TAREA 1:
Reproduce el fragmento del texto sobre Úbeda desde "A los que huyen" hasta "que nos sucederán.", ambos incluidos, cambiando "bosque" por "olivar".
TAREA 2:
Responde, por favor, a estas preguntas sobre el texto de Úbeda:
(a) ¿Qué nombre recibe el modelo de ubetense que propone el texto?
(b) ¿Con qué dos adjetivos se describe la infancia de quien escribe?
(c) ¿Qué hacen en público los hipócritas?
TAREA 3:
Prosigue el texto sobre Úbeda a partir de su última frase.

TEXTO EXTRAÍDO:
■ ■ ■
Somos lo que recordamos. Por ello, si mal no me acuerdo, yo quiero traer a la memoria que en aquellos años oscuros que ocuparon mi azul y soleada infancia hubo, entre otros, un hombre también poco amigo de fiestas y saraos que atesoró saber y vivió en la integridad moral durante toda su vida, defendiendo sus ideas desde el diálogo y la palabra. Hombre íntegro, culto, humanista autodidacto y benefactor de cuantos le conocieron, modelo de ubetense y del ubetensismo que yo propugno, y que no es otro que Baltasar Berlanga. Porque Úbeda son todas aquellas mujeres y todos aquellos hombres que han trabajado en, por y para ella, por y para los ciudadanos que la poblaron y que la habitan hoy. Las instituciones, los clubes, las asociaciones, las cofradías, las peñas, los partidos... son a la postre perecederos, pero las maneras de vivir, la cultura, las ideas, la sabiduría, las costumbres, el sustrato sobre el que una sociedad democrática, solidaria, abierta y justa se construye, están en los hombres y mujeres que hacen suyos y viven los ideales de justicia, de libertad y de igualdad y los portan de generación en generación.

A los que huyen de la hipocresía y respetan a los demás y exigen ser respetados del mismo modo, son a quienes debemos tener como ejemplo y a quienes debemos reconocer y recordar. Debemos apartar de nuestras vidas y olvidar a los hipócritas que se rasgan las vestiduras en público, esas mismas que se apresuran a vestir de nuevo cuando nadie los ve; hacer pública nuestra repulsa a los que no respetan a nada ni a nadie con tal de alcanzar sus fines egoístas y particulares, a los que adulteran una calle, tergiversan un monumento, arrasan un bosque para enriquecerse y luego nos quieren hacer creer que lo hacen para aportarnos riqueza o bienestar, eso que ellos ya han conseguido para sí mismos a costa de esquilmar o destruir lo que es propiedad no solo de todos nosotros, sino, sobre todo, de los que nos sucederán.
■ ■ ■
Entradas de datos guardadas:
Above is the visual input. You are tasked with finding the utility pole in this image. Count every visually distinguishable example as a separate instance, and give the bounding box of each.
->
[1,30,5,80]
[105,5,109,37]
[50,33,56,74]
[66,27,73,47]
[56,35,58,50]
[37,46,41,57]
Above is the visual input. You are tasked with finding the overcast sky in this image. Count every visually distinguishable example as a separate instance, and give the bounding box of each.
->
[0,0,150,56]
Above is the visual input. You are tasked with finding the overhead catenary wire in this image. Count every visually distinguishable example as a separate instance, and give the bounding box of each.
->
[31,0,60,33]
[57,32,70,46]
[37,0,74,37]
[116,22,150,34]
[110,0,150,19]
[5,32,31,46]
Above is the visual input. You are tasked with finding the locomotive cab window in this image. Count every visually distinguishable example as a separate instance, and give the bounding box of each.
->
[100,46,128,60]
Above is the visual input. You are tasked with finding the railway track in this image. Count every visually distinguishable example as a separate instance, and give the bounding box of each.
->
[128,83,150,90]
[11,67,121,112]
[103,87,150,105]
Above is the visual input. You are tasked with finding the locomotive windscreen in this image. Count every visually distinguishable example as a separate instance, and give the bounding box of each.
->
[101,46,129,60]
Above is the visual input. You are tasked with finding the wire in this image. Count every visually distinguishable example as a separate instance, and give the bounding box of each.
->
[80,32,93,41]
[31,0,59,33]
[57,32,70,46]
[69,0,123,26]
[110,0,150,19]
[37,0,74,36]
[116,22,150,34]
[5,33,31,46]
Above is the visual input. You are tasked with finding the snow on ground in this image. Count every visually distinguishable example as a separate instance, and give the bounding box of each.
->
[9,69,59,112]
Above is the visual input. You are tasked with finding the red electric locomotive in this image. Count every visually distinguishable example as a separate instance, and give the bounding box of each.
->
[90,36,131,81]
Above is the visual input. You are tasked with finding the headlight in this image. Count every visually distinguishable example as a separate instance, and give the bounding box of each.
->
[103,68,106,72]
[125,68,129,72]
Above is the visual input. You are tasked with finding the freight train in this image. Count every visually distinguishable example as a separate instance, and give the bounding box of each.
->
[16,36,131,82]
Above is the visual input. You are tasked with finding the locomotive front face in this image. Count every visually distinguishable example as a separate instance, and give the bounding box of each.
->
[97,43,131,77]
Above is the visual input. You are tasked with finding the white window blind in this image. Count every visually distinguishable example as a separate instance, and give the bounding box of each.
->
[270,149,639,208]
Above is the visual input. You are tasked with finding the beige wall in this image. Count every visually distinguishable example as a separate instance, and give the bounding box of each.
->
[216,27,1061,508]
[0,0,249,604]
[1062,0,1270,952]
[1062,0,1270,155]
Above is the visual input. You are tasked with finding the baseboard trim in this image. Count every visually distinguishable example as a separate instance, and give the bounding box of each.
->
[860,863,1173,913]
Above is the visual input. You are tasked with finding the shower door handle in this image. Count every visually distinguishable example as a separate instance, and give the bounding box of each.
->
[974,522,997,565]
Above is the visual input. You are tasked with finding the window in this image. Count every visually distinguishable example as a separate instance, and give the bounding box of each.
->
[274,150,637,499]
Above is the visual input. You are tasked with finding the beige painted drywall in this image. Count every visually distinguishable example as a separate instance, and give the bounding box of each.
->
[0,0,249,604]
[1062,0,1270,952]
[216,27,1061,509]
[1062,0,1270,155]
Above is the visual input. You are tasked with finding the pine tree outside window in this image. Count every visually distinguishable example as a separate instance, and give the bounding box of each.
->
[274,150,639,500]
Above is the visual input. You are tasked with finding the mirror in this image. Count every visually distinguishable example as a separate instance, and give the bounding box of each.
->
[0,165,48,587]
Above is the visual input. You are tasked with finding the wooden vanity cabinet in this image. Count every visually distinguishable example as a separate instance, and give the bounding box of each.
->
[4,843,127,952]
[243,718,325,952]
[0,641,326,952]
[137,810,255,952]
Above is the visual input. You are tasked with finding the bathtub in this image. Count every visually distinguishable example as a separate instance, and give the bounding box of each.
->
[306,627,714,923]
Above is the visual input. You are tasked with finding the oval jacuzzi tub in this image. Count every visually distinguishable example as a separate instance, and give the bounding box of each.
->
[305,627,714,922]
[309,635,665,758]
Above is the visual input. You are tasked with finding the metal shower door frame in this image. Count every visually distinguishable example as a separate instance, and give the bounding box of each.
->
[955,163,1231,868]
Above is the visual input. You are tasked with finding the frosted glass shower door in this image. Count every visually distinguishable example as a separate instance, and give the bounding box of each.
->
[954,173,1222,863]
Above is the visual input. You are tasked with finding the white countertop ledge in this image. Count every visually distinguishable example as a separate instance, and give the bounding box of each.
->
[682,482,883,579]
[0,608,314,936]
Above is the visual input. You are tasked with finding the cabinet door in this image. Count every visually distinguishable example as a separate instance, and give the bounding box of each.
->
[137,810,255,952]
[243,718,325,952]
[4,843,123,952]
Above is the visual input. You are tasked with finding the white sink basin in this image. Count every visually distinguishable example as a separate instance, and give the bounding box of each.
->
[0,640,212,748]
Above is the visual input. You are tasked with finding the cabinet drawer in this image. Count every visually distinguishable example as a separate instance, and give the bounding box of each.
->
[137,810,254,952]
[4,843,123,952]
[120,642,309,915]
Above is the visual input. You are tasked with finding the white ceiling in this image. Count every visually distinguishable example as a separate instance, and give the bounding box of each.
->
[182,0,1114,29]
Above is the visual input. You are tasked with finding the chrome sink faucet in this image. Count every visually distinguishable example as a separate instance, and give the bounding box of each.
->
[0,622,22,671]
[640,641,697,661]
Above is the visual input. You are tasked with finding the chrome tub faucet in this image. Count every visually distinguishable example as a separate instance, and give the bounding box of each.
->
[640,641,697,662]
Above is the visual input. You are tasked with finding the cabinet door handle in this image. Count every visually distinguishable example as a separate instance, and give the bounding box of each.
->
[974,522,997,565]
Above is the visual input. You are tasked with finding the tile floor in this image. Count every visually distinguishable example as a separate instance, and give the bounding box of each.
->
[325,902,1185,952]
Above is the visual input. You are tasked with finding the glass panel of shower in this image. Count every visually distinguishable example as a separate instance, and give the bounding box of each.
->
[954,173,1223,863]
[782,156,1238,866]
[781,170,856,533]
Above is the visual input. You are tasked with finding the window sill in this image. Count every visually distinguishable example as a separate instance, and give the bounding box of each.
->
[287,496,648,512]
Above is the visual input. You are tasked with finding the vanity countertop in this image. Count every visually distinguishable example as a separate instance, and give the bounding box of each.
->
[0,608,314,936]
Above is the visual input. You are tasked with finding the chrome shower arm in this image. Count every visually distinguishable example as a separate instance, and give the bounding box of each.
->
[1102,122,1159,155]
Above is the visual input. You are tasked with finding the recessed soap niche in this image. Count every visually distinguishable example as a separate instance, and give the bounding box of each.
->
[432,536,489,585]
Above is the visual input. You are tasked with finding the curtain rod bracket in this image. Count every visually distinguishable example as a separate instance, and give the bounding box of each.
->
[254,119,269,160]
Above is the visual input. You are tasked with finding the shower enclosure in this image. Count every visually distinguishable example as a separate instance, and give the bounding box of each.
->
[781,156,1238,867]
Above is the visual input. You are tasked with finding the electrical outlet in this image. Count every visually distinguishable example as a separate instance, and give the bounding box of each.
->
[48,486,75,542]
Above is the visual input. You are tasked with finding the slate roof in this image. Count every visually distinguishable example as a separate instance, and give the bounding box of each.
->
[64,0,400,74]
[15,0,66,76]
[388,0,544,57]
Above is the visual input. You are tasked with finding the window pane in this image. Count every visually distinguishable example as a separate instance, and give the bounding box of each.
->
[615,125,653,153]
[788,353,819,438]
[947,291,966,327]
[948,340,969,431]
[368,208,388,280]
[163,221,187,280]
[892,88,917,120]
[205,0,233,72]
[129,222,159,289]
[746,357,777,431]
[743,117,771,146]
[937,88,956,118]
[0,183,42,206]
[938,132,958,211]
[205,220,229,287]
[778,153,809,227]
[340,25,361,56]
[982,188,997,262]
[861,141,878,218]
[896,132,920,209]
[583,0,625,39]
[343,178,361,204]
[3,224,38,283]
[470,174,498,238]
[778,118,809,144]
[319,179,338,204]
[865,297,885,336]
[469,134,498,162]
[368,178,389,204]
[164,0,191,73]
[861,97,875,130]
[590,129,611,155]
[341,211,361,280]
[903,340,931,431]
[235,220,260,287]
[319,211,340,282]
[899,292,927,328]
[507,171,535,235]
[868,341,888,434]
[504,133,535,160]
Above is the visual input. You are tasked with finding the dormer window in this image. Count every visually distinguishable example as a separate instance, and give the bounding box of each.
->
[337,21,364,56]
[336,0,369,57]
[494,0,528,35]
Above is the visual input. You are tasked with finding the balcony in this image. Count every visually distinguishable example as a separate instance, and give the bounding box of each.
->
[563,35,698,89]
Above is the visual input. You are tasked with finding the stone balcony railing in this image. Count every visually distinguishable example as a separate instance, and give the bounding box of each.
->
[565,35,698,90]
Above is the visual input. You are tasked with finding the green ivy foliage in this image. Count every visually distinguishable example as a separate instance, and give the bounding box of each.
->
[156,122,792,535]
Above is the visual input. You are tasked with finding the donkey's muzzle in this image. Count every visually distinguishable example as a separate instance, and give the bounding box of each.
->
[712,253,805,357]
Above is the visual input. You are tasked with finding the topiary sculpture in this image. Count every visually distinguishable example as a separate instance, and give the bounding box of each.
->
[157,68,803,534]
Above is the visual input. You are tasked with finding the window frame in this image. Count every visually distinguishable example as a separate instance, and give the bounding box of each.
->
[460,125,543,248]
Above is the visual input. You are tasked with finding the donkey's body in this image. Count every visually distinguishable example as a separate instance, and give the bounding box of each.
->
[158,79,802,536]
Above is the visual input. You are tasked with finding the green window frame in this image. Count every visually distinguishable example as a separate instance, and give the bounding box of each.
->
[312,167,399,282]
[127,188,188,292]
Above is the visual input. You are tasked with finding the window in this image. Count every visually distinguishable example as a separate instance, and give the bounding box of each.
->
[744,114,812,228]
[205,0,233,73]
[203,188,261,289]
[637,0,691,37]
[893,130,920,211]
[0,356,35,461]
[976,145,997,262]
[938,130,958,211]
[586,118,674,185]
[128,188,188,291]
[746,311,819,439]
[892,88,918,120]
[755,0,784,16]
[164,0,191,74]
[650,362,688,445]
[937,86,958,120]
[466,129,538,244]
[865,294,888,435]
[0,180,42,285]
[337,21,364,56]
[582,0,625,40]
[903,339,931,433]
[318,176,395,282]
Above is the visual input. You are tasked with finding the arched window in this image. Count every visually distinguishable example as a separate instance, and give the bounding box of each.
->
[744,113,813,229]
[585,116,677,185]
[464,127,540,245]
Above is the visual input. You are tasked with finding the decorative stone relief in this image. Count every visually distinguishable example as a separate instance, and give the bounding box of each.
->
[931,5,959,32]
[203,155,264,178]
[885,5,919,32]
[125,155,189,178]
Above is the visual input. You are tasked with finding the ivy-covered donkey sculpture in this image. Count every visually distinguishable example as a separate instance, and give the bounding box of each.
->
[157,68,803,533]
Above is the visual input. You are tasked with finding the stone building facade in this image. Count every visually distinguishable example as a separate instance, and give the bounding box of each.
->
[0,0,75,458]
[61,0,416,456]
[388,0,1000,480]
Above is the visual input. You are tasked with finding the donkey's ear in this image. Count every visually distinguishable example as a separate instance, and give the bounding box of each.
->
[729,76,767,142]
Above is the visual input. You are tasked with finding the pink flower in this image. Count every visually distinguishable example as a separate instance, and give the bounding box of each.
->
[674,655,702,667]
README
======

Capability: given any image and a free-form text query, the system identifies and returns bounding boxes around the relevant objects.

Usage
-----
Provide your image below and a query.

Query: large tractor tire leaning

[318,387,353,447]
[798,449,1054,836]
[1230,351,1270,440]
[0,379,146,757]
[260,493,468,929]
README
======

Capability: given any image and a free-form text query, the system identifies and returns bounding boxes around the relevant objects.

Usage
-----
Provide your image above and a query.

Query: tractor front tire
■ ■ ■
RESPUESTA 1:
A los que huyen de la hipocresía y respetan a los demás y exigen ser respetados del mismo modo, son a quienes debemos tener como ejemplo y a quienes debemos reconocer y recordar. Debemos apartar de nuestras vidas y olvidar a los hipócritas que se rasgan las vestiduras en público, esas mismas que se apresuran a vestir de nuevo cuando nadie los ve; hacer pública nuestra repulsa a los que no respetan a nada ni a nadie con tal de alcanzar sus fines egoístas y particulares, a los que adulteran una calle, tergiversan un monumento, arrasan un olivar para enriquecerse y luego nos quieren hacer creer que lo hacen para aportarnos riqueza o bienestar, eso que ellos ya han conseguido para sí mismos a costa de esquilmar o destruir lo que es propiedad no solo de todos nosotros, sino, sobre todo, de los que nos sucederán.

RESPUESTA 2:
(a) Baltasar Berlanga.
(b) Azul y soleada.
(c) Se rasgan las vestiduras.

RESPUESTA 3:
Dicen que somos dueños de nuestros silencios y esclavos de nuestras palabras y no estoy de acuerdo; al contrario, yo quiero ser dueño de mis palabras, porque el silencio siempre es cómplice y el que calla otorga. Deberíamos acostumbrarnos a huir de los eufemismos y a llamar a las cosas por su nombre, sobre todo por aprovecharnos de ese triunfo de nuestra democracia, esa que el año en que murió Janis estaba aún tan lejana, a pesar de que tan solo faltaba un lustro para que se produjera la muerte del dictador; esa democracia mejorable que nos permitió darnos un sistema de libertades, entre las que se encuentra, y no es de las de menor categoría, la de expresión, pero que de manera lamentable empleó, lo digo ahora que estoy refrescando la mía, más de treinta años en parir una Ley de Memoria Histórica. Concuerdo con Manuel Rivas en que la memoria activa, libre, es imprescindible para superar esa dramática escisión que marca nuestra historia.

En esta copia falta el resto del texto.